**Supplied records:**
begin
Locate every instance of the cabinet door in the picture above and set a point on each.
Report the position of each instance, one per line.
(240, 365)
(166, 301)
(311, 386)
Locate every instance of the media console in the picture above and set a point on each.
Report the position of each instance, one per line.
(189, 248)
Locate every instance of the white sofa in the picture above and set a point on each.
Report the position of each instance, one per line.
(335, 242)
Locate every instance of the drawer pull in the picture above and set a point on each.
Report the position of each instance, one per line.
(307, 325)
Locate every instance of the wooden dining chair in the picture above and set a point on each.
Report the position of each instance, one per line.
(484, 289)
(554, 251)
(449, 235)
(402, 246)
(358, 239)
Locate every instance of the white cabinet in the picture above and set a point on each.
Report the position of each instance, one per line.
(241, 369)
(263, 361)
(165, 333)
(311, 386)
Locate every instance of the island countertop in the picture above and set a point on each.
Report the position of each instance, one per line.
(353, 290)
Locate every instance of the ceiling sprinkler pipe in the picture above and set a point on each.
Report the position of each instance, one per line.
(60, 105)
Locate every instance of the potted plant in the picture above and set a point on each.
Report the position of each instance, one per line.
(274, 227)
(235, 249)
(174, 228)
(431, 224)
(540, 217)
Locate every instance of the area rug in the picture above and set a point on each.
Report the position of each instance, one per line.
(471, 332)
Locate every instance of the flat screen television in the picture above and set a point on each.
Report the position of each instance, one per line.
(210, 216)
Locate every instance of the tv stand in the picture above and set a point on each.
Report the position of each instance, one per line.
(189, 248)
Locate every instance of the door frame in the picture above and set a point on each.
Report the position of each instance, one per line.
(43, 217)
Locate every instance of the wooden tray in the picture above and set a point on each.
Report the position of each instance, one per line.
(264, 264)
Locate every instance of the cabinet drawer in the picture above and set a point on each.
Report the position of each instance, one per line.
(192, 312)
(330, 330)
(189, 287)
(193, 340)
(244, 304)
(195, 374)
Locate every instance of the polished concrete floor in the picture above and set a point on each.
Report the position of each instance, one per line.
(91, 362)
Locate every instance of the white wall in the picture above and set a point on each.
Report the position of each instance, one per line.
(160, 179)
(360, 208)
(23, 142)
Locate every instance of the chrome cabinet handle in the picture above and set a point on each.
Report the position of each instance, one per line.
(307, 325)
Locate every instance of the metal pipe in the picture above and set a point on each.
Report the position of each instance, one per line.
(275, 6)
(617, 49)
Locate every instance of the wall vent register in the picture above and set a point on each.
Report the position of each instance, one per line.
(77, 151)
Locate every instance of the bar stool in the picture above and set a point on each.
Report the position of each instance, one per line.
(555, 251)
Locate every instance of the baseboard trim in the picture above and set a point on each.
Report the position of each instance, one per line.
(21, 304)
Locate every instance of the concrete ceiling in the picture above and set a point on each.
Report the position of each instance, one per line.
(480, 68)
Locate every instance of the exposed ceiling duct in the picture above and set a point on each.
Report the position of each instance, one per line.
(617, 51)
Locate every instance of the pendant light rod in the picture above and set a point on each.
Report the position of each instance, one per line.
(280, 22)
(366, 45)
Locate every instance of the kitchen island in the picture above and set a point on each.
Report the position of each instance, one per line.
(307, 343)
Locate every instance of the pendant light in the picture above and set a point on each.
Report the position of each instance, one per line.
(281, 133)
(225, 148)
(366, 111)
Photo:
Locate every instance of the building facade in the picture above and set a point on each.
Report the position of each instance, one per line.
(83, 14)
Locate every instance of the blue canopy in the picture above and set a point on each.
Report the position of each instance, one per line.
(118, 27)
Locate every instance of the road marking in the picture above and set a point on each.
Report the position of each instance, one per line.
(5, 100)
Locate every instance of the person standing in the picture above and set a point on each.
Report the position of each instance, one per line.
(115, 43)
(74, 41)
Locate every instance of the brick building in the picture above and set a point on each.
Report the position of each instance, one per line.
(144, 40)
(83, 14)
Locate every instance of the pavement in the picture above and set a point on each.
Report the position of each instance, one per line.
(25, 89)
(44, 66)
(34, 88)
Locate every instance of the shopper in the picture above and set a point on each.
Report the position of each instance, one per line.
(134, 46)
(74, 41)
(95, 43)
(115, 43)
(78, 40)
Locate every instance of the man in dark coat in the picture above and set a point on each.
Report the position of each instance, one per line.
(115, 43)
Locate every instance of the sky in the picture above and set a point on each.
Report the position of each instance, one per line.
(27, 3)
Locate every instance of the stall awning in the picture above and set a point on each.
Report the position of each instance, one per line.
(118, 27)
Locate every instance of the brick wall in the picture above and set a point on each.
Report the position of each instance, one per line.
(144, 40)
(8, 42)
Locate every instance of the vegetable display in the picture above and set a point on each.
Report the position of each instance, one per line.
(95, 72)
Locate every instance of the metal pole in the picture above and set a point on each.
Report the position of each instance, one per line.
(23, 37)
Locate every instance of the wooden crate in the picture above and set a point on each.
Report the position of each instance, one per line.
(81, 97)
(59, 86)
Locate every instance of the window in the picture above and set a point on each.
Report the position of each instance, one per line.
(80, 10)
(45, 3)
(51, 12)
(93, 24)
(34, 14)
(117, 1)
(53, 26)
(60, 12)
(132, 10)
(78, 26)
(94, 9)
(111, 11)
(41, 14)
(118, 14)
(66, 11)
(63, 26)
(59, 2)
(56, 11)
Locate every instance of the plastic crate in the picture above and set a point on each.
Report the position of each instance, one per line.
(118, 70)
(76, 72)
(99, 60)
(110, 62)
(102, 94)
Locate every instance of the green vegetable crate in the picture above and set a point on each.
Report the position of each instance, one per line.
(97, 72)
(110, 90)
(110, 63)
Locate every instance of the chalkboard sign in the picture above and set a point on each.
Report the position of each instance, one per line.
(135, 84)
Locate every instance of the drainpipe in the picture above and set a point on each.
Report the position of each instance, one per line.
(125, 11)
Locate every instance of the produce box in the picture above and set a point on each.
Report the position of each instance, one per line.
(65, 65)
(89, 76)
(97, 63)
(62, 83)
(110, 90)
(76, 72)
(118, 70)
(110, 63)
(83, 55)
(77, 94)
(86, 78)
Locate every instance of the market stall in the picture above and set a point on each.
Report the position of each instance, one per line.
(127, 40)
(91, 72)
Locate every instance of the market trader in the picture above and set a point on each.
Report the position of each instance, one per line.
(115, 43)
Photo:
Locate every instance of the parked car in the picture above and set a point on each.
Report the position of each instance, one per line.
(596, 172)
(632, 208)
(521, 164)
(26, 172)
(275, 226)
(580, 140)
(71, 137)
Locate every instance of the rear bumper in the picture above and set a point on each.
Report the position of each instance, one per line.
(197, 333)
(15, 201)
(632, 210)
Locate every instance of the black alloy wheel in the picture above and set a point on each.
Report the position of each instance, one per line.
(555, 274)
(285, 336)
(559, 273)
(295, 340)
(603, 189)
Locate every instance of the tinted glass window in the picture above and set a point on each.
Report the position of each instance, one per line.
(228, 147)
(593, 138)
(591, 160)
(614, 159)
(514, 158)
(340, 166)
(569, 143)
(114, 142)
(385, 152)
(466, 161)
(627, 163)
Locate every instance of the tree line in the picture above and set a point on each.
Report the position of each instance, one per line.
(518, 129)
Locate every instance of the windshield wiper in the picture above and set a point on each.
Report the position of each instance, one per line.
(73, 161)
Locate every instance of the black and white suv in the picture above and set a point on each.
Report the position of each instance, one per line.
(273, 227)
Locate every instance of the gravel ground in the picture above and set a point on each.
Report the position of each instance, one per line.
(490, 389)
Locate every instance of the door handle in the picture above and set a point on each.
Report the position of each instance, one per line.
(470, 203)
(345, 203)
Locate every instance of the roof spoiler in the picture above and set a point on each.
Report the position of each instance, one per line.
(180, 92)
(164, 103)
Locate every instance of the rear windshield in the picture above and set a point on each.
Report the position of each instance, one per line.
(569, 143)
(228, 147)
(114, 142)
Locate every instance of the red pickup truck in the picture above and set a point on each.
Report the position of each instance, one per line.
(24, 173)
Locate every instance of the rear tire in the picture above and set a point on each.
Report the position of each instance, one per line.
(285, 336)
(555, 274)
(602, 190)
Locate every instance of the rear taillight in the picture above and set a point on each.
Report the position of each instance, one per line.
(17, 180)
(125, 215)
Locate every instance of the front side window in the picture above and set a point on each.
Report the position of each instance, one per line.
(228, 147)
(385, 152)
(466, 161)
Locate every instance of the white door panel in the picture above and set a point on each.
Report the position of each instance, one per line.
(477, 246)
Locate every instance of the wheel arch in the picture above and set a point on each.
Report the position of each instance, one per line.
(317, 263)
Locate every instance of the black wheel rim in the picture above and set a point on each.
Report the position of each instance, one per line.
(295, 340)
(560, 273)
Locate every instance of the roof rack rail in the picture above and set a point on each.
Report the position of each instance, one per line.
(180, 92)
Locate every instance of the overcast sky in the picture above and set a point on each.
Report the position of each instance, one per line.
end
**Exercise:**
Give back exactly the lines from the line containing "Locate every instance of the roof spoiler" to the end of the entries, and no other lines.

**Exercise result:**
Locate every instance of the roof spoiler in the picture above and set a point on each.
Report the position of each instance, one per line.
(180, 92)
(164, 103)
Locate every instance of the rear windshield in the picture above and set a point on each.
Report the position of each instance, one per line.
(569, 143)
(228, 147)
(114, 142)
Locate every instance of the red pickup truck in the picture above and set a point on each.
Report the position of each instance, one per line.
(24, 173)
Locate every instance of the rear tire in the picture above and set a point on each.
Report the position of each instance, one per line.
(285, 336)
(555, 274)
(602, 190)
Locate every instance of the rear taillight in the picture above and set a point on each.
Report the position of each instance, one per line.
(17, 180)
(125, 215)
Locate every instance of the front side window in the picture above and set a point on each.
Report the position of each instance, one per line.
(228, 147)
(385, 152)
(466, 161)
Locate every instance of the white door panel in the picture above and set a point on each.
Report the position of each instance, one per line.
(477, 246)
Locate every instance of the wheel arch in the picture above and set a point on each.
Report the position of each instance, one per line.
(317, 263)
Locate every instance of the black wheel rim in the picture above and set a point on each.
Report the position of each instance, one per line.
(295, 340)
(560, 273)
Locate every instance of the roof rack rail in the picture above and set a point on each.
Report the position of each instance, one per line.
(180, 92)
Locate every instance of the overcast sky in the picture above and set a point on each.
Report the position of each instance, one per line.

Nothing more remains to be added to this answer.